[Records contained in a dataset]
========
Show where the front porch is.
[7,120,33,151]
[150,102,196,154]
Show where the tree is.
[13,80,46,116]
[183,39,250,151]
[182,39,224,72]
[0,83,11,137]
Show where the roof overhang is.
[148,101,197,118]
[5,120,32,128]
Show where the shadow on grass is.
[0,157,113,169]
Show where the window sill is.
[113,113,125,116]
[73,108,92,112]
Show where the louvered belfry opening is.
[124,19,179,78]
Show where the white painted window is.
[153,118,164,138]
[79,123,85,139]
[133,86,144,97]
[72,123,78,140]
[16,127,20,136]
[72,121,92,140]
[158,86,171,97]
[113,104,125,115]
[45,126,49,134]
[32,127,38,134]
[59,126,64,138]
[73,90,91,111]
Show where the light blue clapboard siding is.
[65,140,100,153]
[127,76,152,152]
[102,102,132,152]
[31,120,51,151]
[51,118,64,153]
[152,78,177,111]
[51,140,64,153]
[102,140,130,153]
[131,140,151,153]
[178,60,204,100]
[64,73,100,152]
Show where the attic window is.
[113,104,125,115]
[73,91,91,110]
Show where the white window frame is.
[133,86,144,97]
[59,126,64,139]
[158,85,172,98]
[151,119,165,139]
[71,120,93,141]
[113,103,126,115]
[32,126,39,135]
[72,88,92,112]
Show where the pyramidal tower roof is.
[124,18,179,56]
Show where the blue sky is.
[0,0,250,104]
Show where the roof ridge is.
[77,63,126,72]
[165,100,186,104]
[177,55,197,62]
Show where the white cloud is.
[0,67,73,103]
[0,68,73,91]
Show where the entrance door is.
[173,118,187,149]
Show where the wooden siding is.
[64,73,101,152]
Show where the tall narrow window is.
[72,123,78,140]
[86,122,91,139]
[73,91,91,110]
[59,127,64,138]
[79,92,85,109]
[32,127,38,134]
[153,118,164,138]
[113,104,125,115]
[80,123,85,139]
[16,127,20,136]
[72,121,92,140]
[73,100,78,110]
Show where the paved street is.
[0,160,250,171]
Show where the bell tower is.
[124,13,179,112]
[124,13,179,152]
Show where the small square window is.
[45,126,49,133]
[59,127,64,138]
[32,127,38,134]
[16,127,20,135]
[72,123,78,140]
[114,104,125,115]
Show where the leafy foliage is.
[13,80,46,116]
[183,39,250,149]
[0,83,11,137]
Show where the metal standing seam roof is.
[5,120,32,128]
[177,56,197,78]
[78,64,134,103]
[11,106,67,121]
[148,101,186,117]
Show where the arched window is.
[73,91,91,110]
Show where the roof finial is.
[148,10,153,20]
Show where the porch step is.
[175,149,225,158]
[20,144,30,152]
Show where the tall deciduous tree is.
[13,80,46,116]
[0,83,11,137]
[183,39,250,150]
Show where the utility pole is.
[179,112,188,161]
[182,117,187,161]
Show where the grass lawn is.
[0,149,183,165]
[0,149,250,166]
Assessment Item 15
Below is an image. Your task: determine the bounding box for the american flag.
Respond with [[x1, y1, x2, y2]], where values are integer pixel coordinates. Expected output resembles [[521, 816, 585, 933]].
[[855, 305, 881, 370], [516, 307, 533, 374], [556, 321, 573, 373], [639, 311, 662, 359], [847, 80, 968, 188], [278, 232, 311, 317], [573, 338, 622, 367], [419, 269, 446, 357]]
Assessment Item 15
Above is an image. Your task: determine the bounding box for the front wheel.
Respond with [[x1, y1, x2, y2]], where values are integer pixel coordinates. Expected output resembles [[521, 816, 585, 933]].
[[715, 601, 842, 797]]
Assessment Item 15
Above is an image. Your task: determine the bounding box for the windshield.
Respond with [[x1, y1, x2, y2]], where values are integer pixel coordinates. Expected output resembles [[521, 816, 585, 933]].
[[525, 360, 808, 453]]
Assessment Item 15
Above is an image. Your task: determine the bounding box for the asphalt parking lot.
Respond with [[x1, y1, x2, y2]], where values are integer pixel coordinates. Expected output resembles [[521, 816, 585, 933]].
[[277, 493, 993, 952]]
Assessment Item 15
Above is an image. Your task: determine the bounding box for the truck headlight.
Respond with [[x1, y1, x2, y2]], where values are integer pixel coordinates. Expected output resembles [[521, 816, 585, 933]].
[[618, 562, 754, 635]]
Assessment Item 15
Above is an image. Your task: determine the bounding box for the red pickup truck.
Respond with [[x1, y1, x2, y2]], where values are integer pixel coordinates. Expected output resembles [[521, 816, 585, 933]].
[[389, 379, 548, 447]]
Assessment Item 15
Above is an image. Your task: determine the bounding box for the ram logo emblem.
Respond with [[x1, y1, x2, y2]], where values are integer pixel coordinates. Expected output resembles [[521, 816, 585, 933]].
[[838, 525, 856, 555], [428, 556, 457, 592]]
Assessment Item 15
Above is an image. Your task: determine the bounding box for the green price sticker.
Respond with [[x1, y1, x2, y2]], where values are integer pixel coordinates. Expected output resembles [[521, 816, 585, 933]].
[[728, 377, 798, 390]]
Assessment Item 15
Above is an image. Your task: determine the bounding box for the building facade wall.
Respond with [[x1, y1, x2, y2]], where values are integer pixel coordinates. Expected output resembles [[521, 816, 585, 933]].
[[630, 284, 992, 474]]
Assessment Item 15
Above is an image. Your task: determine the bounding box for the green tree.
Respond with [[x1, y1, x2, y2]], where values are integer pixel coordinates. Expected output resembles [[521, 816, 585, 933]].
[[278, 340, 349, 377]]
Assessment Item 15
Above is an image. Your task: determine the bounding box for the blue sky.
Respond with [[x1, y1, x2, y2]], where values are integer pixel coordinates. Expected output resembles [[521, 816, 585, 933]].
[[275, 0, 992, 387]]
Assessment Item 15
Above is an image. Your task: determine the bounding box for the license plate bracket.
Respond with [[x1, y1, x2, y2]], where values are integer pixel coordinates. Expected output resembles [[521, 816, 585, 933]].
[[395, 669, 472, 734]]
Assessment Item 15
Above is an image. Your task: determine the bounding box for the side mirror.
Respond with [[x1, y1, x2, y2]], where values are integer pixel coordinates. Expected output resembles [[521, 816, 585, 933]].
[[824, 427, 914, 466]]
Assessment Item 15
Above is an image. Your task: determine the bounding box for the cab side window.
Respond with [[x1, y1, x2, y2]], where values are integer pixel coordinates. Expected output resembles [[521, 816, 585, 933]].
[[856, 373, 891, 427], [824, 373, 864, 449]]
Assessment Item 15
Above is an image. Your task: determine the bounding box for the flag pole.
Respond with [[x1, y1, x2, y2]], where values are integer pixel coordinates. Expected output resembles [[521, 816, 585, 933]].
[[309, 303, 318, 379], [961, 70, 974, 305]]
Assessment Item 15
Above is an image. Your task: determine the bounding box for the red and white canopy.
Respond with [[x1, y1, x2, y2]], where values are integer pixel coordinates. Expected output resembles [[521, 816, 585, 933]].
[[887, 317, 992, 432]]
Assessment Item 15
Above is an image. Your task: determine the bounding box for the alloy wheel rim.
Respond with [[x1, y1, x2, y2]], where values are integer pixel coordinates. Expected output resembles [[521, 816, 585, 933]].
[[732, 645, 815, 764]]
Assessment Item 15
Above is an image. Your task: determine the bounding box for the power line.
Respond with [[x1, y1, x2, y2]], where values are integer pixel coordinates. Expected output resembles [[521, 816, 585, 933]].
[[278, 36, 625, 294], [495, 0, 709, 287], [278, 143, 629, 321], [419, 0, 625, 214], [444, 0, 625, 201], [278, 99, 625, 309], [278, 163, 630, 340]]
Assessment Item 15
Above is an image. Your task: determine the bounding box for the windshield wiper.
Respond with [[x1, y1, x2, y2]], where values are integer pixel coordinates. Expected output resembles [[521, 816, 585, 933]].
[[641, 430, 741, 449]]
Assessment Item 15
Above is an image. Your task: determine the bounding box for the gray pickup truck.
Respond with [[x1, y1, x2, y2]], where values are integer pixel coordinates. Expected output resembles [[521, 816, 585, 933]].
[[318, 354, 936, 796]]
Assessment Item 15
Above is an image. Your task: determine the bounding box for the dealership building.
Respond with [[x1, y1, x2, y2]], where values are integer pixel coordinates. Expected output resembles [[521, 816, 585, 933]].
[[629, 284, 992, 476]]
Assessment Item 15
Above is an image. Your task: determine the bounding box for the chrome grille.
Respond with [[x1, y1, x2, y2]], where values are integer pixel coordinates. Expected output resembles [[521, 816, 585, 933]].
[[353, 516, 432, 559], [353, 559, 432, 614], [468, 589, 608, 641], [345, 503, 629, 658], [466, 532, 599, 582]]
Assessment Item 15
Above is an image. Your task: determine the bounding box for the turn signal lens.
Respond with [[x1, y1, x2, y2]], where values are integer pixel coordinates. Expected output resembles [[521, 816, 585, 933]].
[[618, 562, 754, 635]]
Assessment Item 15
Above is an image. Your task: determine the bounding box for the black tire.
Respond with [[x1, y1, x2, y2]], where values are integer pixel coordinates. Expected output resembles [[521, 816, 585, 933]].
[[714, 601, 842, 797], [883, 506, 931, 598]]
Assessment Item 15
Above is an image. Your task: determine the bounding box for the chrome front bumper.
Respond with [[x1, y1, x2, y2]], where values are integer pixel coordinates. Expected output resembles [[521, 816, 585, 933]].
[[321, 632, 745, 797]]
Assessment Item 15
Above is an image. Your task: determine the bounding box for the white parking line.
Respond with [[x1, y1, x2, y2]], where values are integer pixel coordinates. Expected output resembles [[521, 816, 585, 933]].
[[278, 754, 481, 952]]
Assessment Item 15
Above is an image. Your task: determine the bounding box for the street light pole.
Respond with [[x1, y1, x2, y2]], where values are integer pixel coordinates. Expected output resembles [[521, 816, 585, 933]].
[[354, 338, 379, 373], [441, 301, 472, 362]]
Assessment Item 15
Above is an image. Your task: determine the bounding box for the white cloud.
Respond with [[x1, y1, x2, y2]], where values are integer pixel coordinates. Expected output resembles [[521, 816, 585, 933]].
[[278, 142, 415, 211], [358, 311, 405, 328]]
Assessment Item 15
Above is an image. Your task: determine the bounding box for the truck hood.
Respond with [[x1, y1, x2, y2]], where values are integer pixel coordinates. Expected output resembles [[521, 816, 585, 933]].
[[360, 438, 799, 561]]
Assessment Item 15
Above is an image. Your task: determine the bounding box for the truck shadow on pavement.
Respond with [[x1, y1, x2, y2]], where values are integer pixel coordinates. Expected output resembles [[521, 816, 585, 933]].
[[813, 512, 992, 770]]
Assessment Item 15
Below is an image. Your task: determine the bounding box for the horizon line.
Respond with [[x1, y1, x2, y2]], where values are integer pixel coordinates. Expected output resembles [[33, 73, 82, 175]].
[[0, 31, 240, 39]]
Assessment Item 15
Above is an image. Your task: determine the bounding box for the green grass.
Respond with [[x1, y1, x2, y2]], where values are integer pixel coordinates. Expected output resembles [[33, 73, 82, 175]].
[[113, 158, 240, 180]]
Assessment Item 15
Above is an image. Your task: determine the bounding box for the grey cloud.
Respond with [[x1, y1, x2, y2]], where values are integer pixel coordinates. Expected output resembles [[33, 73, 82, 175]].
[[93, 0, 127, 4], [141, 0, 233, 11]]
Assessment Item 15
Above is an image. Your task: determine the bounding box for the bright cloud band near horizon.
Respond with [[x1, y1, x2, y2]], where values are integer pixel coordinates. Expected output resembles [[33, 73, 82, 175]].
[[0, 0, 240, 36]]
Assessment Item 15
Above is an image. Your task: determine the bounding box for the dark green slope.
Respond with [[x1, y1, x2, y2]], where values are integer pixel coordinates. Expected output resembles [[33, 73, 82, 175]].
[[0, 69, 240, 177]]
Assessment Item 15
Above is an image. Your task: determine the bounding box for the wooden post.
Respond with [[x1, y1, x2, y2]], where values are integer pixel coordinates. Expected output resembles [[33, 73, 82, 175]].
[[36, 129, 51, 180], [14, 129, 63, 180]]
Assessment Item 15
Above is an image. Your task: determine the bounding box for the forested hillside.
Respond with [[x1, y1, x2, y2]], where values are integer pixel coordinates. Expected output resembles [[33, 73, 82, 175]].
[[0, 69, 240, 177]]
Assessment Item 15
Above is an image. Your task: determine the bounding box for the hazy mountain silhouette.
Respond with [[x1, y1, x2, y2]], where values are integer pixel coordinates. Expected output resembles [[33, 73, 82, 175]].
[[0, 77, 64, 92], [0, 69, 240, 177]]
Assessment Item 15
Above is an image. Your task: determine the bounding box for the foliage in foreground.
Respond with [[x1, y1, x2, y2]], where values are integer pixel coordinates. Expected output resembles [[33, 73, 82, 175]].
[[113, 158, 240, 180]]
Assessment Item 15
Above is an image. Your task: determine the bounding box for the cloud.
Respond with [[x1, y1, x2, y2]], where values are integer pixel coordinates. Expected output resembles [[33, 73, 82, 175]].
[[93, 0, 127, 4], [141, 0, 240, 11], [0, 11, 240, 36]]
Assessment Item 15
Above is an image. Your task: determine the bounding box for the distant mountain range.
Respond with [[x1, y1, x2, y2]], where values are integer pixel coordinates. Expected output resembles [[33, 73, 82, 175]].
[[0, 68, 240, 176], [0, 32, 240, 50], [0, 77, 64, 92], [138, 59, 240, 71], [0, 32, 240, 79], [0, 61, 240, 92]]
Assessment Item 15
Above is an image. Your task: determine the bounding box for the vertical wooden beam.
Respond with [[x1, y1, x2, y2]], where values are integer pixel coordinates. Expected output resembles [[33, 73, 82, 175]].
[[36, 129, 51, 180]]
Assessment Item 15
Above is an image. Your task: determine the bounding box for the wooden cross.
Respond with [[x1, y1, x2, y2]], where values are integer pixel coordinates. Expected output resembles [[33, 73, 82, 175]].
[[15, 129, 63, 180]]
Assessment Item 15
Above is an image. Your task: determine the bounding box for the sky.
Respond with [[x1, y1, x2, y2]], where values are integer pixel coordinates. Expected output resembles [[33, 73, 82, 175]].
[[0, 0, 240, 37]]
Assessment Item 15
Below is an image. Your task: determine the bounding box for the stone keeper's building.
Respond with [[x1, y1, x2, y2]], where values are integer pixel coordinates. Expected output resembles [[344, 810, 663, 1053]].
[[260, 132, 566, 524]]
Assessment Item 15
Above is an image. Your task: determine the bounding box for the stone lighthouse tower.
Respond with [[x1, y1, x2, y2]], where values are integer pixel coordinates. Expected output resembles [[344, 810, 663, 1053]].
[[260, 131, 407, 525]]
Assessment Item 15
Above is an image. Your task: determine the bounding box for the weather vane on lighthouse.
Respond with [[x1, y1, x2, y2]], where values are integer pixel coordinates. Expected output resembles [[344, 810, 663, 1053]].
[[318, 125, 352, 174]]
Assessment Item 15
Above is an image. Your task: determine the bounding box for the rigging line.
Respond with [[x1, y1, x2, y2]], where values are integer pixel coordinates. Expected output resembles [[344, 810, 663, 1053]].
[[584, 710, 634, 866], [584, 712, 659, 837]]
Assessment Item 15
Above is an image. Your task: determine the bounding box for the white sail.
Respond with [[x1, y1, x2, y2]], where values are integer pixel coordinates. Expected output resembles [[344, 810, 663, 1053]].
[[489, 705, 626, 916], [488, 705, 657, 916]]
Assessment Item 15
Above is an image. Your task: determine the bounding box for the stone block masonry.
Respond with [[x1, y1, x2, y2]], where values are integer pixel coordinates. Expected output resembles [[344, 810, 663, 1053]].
========
:: Your instructions ::
Collect every line of the entries above that contains the string "wooden". Matching is case-sensitive.

:: Exercise result ::
Show where the wooden siding is.
Above is an image. Your task: determine the bounding box for the wooden post.
Above is an image. Your task: determine the bounding box for the vertical wooden beam.
Above is an image. Your task: determine the bounding box for the wooden cross.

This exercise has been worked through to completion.